Input Block Start

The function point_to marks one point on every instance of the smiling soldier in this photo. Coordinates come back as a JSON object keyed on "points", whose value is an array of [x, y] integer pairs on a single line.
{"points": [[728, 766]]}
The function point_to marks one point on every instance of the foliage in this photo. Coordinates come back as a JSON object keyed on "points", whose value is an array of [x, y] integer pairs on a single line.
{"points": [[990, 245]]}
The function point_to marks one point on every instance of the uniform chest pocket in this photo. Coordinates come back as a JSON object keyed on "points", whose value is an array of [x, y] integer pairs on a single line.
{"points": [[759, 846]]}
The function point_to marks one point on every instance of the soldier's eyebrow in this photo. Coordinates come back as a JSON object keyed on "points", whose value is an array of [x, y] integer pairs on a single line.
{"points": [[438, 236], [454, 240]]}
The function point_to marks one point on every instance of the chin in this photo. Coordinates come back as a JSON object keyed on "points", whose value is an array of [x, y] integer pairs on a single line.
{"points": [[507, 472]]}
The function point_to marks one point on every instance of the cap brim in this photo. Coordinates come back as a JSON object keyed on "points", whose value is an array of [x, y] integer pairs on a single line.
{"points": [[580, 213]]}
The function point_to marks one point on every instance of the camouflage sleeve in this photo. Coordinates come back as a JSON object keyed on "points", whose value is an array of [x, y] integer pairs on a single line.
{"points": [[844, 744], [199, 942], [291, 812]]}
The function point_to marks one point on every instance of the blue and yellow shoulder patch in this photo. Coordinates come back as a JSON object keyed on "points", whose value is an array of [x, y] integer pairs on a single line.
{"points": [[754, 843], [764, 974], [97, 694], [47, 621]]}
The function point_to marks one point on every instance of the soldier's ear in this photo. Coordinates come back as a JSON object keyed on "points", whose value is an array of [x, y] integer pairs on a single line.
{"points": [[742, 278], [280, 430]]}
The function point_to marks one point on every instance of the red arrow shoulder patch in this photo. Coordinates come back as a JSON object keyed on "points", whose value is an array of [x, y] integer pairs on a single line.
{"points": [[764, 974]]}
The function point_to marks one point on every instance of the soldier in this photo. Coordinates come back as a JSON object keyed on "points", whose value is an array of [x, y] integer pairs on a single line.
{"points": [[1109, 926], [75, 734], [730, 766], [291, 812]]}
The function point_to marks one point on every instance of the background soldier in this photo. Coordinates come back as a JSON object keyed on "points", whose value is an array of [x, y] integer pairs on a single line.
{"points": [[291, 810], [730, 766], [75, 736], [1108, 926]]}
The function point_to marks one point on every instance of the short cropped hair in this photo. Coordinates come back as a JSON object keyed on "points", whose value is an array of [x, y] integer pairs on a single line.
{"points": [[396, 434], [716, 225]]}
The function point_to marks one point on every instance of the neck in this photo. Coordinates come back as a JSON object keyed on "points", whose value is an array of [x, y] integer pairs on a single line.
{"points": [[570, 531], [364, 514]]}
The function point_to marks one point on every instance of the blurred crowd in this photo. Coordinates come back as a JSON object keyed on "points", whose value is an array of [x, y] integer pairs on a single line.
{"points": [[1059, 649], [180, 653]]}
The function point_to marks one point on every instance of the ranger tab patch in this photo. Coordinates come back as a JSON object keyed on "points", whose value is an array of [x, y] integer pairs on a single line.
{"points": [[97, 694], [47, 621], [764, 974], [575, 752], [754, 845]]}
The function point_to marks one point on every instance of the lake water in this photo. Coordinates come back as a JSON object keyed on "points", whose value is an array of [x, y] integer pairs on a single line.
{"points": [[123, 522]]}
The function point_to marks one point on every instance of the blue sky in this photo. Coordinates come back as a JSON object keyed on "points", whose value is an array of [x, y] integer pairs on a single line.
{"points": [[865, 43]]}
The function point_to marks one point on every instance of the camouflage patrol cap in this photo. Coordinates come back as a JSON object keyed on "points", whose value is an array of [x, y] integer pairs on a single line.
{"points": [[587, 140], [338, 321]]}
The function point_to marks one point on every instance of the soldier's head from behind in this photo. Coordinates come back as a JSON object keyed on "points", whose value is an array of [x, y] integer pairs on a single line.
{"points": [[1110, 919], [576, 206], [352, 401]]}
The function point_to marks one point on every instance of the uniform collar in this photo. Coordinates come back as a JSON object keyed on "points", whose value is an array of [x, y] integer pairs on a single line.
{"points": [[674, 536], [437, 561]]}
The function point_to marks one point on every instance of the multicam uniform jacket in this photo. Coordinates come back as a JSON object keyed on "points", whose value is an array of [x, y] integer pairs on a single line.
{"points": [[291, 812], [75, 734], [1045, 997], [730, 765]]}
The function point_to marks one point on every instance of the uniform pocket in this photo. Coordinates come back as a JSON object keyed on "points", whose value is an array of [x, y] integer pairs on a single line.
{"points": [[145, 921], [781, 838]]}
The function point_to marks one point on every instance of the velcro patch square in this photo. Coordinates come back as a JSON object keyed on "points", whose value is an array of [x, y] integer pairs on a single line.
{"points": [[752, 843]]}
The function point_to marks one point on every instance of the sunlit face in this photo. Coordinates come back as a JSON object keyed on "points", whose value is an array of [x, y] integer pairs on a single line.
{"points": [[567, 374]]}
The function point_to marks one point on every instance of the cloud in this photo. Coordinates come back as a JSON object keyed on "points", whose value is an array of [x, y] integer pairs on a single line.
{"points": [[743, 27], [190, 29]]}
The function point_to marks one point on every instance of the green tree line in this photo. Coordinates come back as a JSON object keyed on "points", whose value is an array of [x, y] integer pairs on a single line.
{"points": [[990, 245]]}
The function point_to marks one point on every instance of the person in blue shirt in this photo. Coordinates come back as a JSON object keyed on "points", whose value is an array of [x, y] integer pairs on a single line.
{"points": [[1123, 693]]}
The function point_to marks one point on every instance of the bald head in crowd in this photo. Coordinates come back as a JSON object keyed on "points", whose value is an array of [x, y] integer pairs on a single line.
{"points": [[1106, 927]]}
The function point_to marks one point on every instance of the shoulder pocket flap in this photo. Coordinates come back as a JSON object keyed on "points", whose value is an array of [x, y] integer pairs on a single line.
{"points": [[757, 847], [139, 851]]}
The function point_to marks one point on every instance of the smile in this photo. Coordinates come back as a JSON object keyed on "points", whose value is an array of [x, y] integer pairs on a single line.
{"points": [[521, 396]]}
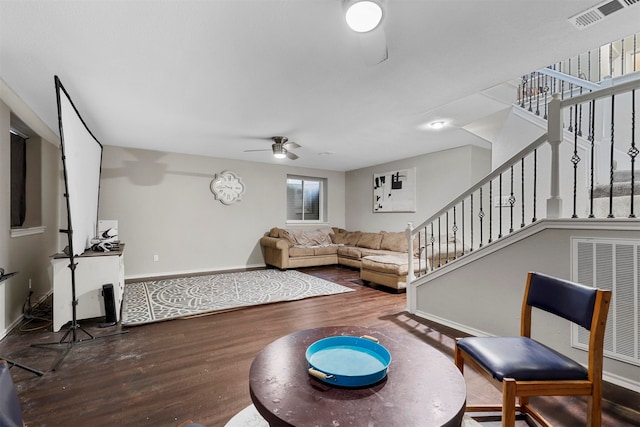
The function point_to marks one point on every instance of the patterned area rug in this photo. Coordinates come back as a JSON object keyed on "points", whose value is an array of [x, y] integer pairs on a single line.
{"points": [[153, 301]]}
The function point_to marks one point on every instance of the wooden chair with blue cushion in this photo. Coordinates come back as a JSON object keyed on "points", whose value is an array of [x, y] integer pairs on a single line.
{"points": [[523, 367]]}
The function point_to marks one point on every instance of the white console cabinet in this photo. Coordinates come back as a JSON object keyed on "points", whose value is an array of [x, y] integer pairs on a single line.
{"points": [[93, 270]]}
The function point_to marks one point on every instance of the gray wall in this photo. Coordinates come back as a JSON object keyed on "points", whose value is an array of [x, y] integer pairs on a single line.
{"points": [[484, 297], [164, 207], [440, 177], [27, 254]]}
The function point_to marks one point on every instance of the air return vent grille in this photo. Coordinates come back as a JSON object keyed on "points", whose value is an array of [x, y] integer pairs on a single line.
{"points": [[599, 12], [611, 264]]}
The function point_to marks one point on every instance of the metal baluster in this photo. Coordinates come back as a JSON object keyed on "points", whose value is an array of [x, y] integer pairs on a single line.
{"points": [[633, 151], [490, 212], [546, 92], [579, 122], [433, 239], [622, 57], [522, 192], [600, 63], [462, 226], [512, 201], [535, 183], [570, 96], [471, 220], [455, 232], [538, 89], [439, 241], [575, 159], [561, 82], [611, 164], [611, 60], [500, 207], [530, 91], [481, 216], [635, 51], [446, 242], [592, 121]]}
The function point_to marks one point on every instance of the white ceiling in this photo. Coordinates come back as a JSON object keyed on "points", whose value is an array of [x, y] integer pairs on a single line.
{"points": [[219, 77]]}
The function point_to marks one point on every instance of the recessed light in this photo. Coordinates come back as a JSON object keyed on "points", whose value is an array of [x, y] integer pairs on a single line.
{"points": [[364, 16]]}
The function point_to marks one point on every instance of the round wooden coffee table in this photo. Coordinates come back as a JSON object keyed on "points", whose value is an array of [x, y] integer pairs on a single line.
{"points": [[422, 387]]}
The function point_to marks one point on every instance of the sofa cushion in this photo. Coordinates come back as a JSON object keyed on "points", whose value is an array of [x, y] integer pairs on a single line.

Input Block End

Requirement:
A word-for-word restatement of the records above from the line containing "of the metal" to their final line is all the answer should hold.

Task solution:
The function point_to marks one point on every instance of the metal baluster in this photo. Coordinates come back as a JSON object keyed on "points", whose value is an array of [x, y] integer pairs on a single line.
{"points": [[633, 151], [490, 212], [546, 92], [579, 122], [433, 239], [622, 57], [522, 192], [600, 63], [462, 226], [512, 201], [535, 183], [570, 96], [471, 220], [455, 232], [538, 89], [439, 241], [575, 159], [561, 82], [611, 164], [611, 60], [500, 207], [530, 91], [481, 216], [635, 51], [446, 242], [592, 121]]}
The function point_to marks one point on every instance of the white ceiling in this photo. Coordinates come back as a JSON object keyed on "points", whose value is an array of [x, y] integer pairs on a single line.
{"points": [[219, 77]]}
The function point_to marks one point on every instance of the recessed light in this photo. Coordinates come back as a JSON object keyed on "points", whose value is an array of [x, y] integer pairs on a single line.
{"points": [[364, 16]]}
The function point_to marks one point on every instance of the round wooden coffee table in this photo. Coordinates come back as a JSON object keyed on "points", whose value is an array of [x, y] integer pairs on a single line.
{"points": [[422, 387]]}
The function point_to marks one point on every instance of the sofa cushion in this photo. Coordinates come back as a JSON object keyed on "points", whose value is an array of [x, y] integer pairs on a single line.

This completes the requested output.